** RECORDS FOR THE TASK follows **

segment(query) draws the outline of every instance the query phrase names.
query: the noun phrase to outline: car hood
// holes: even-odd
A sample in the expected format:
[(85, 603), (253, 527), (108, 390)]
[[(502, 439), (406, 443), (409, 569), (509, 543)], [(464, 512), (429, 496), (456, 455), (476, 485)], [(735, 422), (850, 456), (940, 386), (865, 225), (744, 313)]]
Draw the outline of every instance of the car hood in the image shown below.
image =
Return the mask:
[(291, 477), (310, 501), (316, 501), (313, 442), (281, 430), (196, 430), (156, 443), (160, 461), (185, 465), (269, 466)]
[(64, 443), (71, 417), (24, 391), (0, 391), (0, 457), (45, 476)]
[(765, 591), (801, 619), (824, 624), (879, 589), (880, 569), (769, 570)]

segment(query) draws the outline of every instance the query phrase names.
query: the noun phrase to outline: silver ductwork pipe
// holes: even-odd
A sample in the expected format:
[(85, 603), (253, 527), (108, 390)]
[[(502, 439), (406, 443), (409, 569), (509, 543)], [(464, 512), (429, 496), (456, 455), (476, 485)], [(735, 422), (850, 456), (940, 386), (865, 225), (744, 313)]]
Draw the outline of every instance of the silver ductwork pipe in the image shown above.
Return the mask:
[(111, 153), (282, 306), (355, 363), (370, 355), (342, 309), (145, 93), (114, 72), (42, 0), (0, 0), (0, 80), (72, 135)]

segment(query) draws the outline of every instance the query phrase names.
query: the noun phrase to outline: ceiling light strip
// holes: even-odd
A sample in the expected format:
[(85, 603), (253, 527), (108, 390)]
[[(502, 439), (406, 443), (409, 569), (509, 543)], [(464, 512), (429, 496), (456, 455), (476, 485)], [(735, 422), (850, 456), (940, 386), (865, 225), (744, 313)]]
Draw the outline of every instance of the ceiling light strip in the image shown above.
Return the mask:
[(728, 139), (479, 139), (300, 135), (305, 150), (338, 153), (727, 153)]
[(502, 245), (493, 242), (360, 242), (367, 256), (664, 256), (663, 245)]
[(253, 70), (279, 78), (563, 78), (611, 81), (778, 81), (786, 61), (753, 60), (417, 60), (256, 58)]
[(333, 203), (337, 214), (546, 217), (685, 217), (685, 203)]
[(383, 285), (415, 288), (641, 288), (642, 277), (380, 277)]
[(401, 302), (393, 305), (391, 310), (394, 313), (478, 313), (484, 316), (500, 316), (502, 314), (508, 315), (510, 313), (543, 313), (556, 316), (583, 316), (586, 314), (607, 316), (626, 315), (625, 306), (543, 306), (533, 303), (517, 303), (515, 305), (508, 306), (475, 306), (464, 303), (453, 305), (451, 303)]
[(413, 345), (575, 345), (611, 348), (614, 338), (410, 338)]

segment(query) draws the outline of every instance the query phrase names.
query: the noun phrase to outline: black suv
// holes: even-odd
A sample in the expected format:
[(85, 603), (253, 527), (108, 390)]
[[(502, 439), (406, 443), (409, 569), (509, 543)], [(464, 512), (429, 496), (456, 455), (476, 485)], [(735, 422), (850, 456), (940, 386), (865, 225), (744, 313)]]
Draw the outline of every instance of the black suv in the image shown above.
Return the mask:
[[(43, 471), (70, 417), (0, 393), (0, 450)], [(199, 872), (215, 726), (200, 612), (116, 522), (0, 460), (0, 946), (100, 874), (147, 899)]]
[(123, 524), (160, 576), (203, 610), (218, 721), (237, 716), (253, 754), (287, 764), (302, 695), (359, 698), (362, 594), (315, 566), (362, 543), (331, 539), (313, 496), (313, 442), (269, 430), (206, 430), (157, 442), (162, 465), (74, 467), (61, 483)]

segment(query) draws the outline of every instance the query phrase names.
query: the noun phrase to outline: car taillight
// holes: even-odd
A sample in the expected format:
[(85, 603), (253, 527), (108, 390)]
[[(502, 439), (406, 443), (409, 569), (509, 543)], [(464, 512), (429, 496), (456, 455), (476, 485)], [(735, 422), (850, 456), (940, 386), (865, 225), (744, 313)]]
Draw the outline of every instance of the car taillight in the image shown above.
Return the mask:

** End of RECORDS FOR THE TASK **

DESCRIPTION OF THE TASK. Some lines above hold the word "ceiling". Copy all of them.

RESPONSE BOX.
query: the noun phrase to outline: ceiling light strip
Draw the outline of every instance of the ceiling light strip in the image shown above.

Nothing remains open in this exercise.